▶ _Supplied material_:

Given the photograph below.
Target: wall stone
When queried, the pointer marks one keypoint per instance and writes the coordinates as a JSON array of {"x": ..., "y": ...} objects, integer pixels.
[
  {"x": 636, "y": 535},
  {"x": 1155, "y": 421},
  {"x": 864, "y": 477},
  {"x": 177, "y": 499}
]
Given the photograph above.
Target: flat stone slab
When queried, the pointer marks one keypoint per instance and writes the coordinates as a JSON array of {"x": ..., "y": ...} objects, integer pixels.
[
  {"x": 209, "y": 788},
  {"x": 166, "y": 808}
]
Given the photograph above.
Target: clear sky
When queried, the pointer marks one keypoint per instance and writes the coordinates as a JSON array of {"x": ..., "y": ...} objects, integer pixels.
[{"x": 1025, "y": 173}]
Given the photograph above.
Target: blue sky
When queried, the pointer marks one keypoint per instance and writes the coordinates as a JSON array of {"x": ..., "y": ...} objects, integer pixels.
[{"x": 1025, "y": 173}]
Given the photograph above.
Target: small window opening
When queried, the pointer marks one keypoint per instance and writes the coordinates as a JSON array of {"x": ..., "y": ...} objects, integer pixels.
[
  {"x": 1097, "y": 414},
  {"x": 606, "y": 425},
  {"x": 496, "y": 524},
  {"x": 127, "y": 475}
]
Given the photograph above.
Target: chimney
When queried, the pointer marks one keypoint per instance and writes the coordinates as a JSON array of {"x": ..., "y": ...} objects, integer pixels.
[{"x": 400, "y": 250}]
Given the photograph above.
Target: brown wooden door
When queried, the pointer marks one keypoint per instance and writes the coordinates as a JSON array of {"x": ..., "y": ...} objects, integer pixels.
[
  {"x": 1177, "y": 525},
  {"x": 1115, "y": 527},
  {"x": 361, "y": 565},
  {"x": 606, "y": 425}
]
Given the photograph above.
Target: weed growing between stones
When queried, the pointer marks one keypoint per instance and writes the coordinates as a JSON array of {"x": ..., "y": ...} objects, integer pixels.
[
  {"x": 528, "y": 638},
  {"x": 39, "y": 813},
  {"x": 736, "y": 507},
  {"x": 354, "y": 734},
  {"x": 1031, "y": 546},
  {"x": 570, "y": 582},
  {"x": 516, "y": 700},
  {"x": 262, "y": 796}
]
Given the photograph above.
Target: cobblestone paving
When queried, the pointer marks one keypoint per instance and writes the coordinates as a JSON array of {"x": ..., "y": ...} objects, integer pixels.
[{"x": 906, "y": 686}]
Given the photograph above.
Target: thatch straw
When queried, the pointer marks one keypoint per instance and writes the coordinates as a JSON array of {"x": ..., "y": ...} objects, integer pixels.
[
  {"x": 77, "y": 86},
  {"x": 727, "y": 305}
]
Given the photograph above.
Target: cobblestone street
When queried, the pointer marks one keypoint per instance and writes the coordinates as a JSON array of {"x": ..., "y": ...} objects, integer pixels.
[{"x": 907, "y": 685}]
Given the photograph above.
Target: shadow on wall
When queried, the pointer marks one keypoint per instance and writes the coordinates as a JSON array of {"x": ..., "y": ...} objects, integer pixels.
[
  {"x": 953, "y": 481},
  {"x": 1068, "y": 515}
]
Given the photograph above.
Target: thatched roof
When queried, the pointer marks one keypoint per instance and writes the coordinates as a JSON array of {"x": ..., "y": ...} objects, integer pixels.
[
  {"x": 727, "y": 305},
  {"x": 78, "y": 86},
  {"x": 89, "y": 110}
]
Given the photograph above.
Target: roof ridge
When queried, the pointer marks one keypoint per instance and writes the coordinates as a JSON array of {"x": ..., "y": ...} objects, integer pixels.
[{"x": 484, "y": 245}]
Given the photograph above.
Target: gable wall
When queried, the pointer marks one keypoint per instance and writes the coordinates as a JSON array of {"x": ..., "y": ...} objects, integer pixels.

▶ _Stated problem_: Write out the data again, exactly and in full.

▶ _Answer to this task_:
Given the photograph below.
Target: wall stone
When queried, the pointer marks one keypoint per instance and writes the coordinates as a JSON array of {"x": ..., "y": ...} objects, integer pixels.
[
  {"x": 636, "y": 535},
  {"x": 1155, "y": 421},
  {"x": 864, "y": 477},
  {"x": 177, "y": 499}
]
Given the photograph above.
Target: flat stone slab
When queried, the pointer marks one keypoint per instance and writes the coordinates as a JSON array of {"x": ..., "y": ...} objects, integer pixels.
[
  {"x": 209, "y": 788},
  {"x": 166, "y": 808}
]
Given the photograph above.
Target: clear sky
When queried, the pointer marks one keypoint per instance and writes the coordinates as a JSON array of {"x": ..., "y": ...} objects, integer pixels.
[{"x": 1025, "y": 173}]
Given the photograph above.
Target: blue sky
When queried, the pointer marks one keypoint per instance and writes the coordinates as a JSON array of {"x": ..., "y": ...} objects, integer pixels.
[{"x": 1025, "y": 173}]
Given the photograph above.
Target: small window opening
When queried, the pointer marks one keypoint per instance and writes the coordinates as a JSON array of {"x": ..., "y": ...} objects, integer pixels.
[
  {"x": 1097, "y": 414},
  {"x": 606, "y": 425},
  {"x": 496, "y": 524},
  {"x": 127, "y": 475}
]
Given the photograph above.
Target: chimney
When queried, the pointer marks one keypoint per instance and writes the coordinates as a JSON array of {"x": ..., "y": ...} objects, integer pixels.
[{"x": 400, "y": 250}]
Given the photograph above.
Target: brown wooden door
When queried, the pointer marks one keypoint per instance and writes the coordinates as a JSON array of {"x": ..., "y": ...} objects, integer pixels.
[
  {"x": 1177, "y": 525},
  {"x": 1115, "y": 527},
  {"x": 361, "y": 565},
  {"x": 606, "y": 425}
]
Given the photograph above.
Target: weed growing between stones
When queried, the pointer marks one keypoint per instance and writes the coordinates as a JSON array of {"x": ..., "y": ...} objects, integer pixels.
[
  {"x": 528, "y": 638},
  {"x": 39, "y": 813},
  {"x": 736, "y": 507},
  {"x": 354, "y": 734},
  {"x": 1031, "y": 546},
  {"x": 570, "y": 582},
  {"x": 516, "y": 700},
  {"x": 262, "y": 796}
]
Given the photograph above.
Target: cobblestone paving
When queried, the pointer marks one keypoint per instance and writes the coordinates as a JSON array of {"x": ..., "y": ...} objects, integer pixels.
[{"x": 906, "y": 686}]
Given the photograph above.
Target: thatch straw
When queried, the pointer marks one keypoint per instance and writes the coordinates as a JSON array of {"x": ..., "y": ...} objects, integer pixels.
[
  {"x": 77, "y": 86},
  {"x": 727, "y": 305}
]
Given the photograph above.
Target: cobblestone street
When queried, the pointer marks one keypoint per instance and writes the coordinates as a JSON array of {"x": ..., "y": ...} objects, integer pixels.
[{"x": 907, "y": 685}]
Given the photograph above.
Target: shadow on wall
When queried, the pointer marks one keypoint per instance and writes the coordinates as a JSON array of {"x": ..., "y": ...} objects, integer pixels.
[
  {"x": 953, "y": 481},
  {"x": 1068, "y": 515}
]
Given the photograph above.
Target: thatched roof
When queried, the pointer marks one keypoint per instance and writes the coordinates as a JSON array of {"x": ..., "y": ...} objects, integer pixels.
[
  {"x": 727, "y": 305},
  {"x": 78, "y": 86},
  {"x": 89, "y": 110}
]
Given the photograph above.
Target: roof ridge
When queried, the pointer marks one keypoint per instance and writes the coordinates as a JSON array of {"x": ..., "y": ...} objects, integer pixels.
[{"x": 484, "y": 245}]
Given the photograph above.
Target: gable wall
When queried, the pointer marks one keypoint per instance and writes the coordinates as a JSON array of {"x": ..., "y": ...} objects, integer pixels.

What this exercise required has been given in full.